Provided entries:

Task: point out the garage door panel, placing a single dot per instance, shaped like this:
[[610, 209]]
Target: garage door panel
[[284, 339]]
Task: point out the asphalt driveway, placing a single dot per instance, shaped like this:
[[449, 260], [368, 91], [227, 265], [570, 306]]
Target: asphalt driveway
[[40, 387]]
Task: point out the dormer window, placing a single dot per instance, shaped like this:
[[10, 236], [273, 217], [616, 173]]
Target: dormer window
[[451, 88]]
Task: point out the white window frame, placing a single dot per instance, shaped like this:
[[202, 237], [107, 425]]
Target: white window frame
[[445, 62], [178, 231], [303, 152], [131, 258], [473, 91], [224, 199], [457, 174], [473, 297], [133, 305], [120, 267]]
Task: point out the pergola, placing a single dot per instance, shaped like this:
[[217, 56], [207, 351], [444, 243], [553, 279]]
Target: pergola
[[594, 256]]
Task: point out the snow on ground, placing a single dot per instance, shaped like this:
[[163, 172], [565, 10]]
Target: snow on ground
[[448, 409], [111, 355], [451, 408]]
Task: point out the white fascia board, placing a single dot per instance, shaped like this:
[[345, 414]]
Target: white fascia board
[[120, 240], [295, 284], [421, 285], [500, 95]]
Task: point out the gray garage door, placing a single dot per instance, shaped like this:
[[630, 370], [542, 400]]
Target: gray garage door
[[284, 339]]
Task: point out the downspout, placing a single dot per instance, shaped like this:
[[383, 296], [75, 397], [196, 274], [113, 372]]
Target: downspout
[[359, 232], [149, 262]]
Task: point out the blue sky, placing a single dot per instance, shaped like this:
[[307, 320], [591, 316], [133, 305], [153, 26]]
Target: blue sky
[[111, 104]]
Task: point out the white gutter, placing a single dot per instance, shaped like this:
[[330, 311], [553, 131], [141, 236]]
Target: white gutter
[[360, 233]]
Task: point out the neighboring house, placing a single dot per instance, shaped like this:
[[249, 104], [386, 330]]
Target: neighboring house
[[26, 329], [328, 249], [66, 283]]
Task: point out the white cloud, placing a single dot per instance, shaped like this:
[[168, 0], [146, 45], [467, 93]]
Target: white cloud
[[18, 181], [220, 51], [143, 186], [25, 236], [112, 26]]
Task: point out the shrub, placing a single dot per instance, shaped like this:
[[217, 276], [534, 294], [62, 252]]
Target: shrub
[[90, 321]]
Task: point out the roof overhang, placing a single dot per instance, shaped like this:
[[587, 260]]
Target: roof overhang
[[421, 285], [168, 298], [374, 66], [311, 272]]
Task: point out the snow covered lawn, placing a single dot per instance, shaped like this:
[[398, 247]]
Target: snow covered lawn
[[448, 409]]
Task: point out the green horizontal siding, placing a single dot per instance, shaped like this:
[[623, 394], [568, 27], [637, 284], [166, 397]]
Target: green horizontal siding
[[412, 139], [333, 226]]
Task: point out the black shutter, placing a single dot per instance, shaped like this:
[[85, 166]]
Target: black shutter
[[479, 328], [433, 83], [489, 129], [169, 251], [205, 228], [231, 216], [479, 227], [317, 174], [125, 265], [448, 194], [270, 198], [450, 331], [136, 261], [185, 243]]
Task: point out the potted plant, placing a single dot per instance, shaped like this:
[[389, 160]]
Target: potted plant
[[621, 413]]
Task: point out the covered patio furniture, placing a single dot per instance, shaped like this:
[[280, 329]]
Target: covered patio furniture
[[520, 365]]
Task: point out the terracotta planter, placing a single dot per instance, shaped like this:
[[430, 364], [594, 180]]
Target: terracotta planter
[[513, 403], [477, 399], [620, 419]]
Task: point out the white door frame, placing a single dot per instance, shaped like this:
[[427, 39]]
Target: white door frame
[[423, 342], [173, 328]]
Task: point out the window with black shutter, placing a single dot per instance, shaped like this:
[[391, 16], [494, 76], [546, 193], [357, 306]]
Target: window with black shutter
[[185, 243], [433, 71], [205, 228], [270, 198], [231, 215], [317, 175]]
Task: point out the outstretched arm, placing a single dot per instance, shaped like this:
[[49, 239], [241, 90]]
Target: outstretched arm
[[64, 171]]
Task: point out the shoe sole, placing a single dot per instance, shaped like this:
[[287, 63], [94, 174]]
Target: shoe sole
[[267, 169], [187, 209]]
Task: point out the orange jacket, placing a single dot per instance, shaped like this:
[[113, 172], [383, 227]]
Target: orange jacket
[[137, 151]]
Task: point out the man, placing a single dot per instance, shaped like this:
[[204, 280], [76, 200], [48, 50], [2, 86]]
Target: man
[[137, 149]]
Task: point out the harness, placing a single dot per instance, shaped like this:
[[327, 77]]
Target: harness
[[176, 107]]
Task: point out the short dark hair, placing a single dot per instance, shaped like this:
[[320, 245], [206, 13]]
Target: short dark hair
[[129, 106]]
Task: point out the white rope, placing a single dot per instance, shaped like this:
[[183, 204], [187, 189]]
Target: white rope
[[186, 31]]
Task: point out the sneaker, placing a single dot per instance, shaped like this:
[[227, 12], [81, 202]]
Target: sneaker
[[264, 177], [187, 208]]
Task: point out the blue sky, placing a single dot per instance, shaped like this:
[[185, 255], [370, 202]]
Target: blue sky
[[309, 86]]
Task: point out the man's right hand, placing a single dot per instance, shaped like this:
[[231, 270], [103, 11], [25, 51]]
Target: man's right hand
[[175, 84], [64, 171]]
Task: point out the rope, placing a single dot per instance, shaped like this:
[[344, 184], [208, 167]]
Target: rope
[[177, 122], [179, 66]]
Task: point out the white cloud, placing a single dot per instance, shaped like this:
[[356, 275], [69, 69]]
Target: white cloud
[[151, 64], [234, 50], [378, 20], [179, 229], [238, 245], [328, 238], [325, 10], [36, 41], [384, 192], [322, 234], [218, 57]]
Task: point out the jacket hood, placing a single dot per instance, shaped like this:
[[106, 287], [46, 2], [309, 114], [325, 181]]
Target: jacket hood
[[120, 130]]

Work order: After the last line of the data, restate all the entries verbatim.

Response:
Task: point out the garage door panel, placing a single dot per instance, shaped like this:
[[610, 209]]
Target: garage door panel
[[284, 339]]
Task: point out the asphalt driveway, placing a single dot per instance, shaped like this:
[[449, 260], [368, 91], [227, 265], [570, 306]]
Target: asphalt driveway
[[40, 387]]
Task: point out the dormer window, placing a single dot per instance, shaped like this:
[[10, 236], [273, 217], [616, 173]]
Target: dormer window
[[451, 88]]
Task: point out the white window frame, placing a single dot per instance, shaped like this:
[[202, 237], [107, 425]]
Target: white window frame
[[445, 62], [178, 231], [303, 152], [131, 258], [473, 91], [224, 199], [457, 174], [473, 297], [133, 305], [120, 267]]
Task: point out the pergola, placing a single dot per instance, shaped like this:
[[217, 56], [207, 351], [444, 243], [553, 279]]
Target: pergola
[[594, 256]]
Task: point out the snow on ground, placing a single dot per instance, shaped like this:
[[163, 172], [565, 10]]
Target: snow on ground
[[448, 409], [111, 355], [451, 408]]
Task: point out the white fascia board, placing a single dot per instance, shaped like this:
[[345, 414]]
Target: white fascia board
[[120, 240], [295, 284], [421, 285], [500, 95]]
Task: point out the gray garage door, placing a single dot per instance, shaped like this:
[[630, 370], [542, 400]]
Target: gray garage door
[[284, 339]]
Task: point out the downspout, placing a single dot per instance, shaped like this:
[[383, 296], [75, 397], [196, 274], [113, 372]]
Target: downspout
[[359, 232], [149, 262]]
Task: point out the blue sky, placing a single dot per instance, shaped like this:
[[307, 320], [591, 316], [133, 305], [153, 26]]
Target: blue sky
[[111, 104]]
Task: point out the white gutter, placing a single dot per instance, shaped like this:
[[330, 311], [553, 131], [141, 236]]
Target: white gutter
[[360, 233]]
Task: point out the neighboring house, placing a single dot per instance, shaped like this:
[[249, 104], [386, 330]]
Target: neighboring house
[[26, 329], [328, 249], [66, 283]]
Task: point out the white cloud, placing a single dot per instance, shaped like this:
[[168, 0], [146, 45], [467, 93]]
Target: white cloud
[[18, 181], [220, 51], [143, 186], [25, 236], [112, 26]]
Task: point out the shrub, placing a single dot per instance, shaped like this:
[[217, 276], [534, 294], [62, 252]]
Target: shrub
[[90, 321]]
Task: point out the roof overhang, placing a single dot per instance, shaped like this:
[[587, 260]]
Target: roof overhang
[[421, 285], [168, 298], [374, 66], [311, 272]]
Task: point out the snow covered lawn, placing a single dot per instance, shaped like this:
[[398, 247]]
Target: snow covered lawn
[[448, 409]]
Task: point out the green horizontal siding, placing a single dot per instance, shaped like this:
[[623, 394], [568, 27], [637, 284], [166, 397]]
Target: green horizontal siding
[[412, 139], [333, 226]]
Task: point out the black shutter, placing a single dot per instance, shaped like this:
[[85, 166]]
Target: black shutter
[[479, 328], [433, 83], [489, 129], [169, 251], [205, 228], [231, 216], [479, 227], [317, 174], [125, 265], [448, 194], [270, 198], [450, 331], [136, 261], [185, 243]]
Task: point out the potted plant, placing a single dot per instance, shaped like this:
[[389, 160]]
Target: potted plant
[[621, 413]]
Task: point out the covered patio furniture, placing a single dot per instance, shaped like this:
[[280, 329]]
Target: covered patio furniture
[[520, 365]]
Task: point out the terracotta planter, placing a single dot per instance, shaped like this:
[[430, 364], [594, 180]]
Target: terracotta planter
[[513, 403], [477, 399], [620, 419]]
Task: point out the white door frame, placing a single dot per instance, shaped like this:
[[427, 39]]
Target: white door frame
[[423, 342], [173, 328]]
Task: point out the window with black shutter, placing a single dot per instance, shaped like this:
[[391, 16], [494, 76], [546, 193], [357, 306]]
Target: window with black shutter
[[185, 243], [433, 71], [205, 228], [270, 198], [231, 215], [317, 175]]
Task: point out the outstretched arm, placing a single dot per instance, shaped like this:
[[49, 239], [241, 90]]
Target: outstretched arm
[[64, 171]]
Task: point out the shoe sole, placing a single dot per instance, shaped like this:
[[287, 63], [94, 174]]
Target: shoe sole
[[267, 169], [187, 209]]
Task: point out the orange jacket, placing a single dot per instance, shaped like this:
[[113, 172], [383, 227]]
Target: orange jacket
[[137, 151]]
Task: point out the man, placing a single dot per instance, shaped like this:
[[204, 280], [76, 200], [48, 50], [2, 86]]
Target: man
[[137, 149]]
Task: point out the harness, placing a single dot per instance, shaped like this:
[[327, 77]]
Target: harness
[[176, 107]]
Task: point out the short dark hair, placing a single dot per instance, shaped like this:
[[320, 245], [206, 13]]
Target: short dark hair
[[129, 106]]
Task: point out the white rope, placing a single dot per instance, shaped like this:
[[183, 204], [187, 189]]
Target: white rope
[[186, 31]]
Task: point out the sneaker, placing a single dot per instance, shaped like this:
[[227, 12], [81, 202]]
Target: sneaker
[[264, 177], [187, 208]]
Task: point out the blue sky, placing a single dot per instance, shaped like this:
[[185, 255], [370, 202]]
Target: blue sky
[[309, 86]]
Task: point out the man's right hand, placing a single dot per instance, shaped like this:
[[231, 270], [103, 11], [25, 51]]
Target: man's right hand
[[175, 84], [64, 171]]
Task: point out the rope, placing a single dot per instance, shaped like this:
[[344, 184], [208, 167]]
Target: rope
[[177, 122], [179, 66]]
Task: point out the white cloud, placing a single dot per instance, shaped like this:
[[356, 275], [69, 69]]
Target: white cloud
[[151, 64], [234, 50], [378, 20], [179, 229], [238, 245], [328, 238], [325, 10], [36, 41], [384, 192], [322, 234], [218, 57]]
Task: point out the jacket hood, placing a single dot per instance, shaped like this:
[[106, 287], [46, 2], [309, 114], [325, 181]]
Target: jacket hood
[[120, 130]]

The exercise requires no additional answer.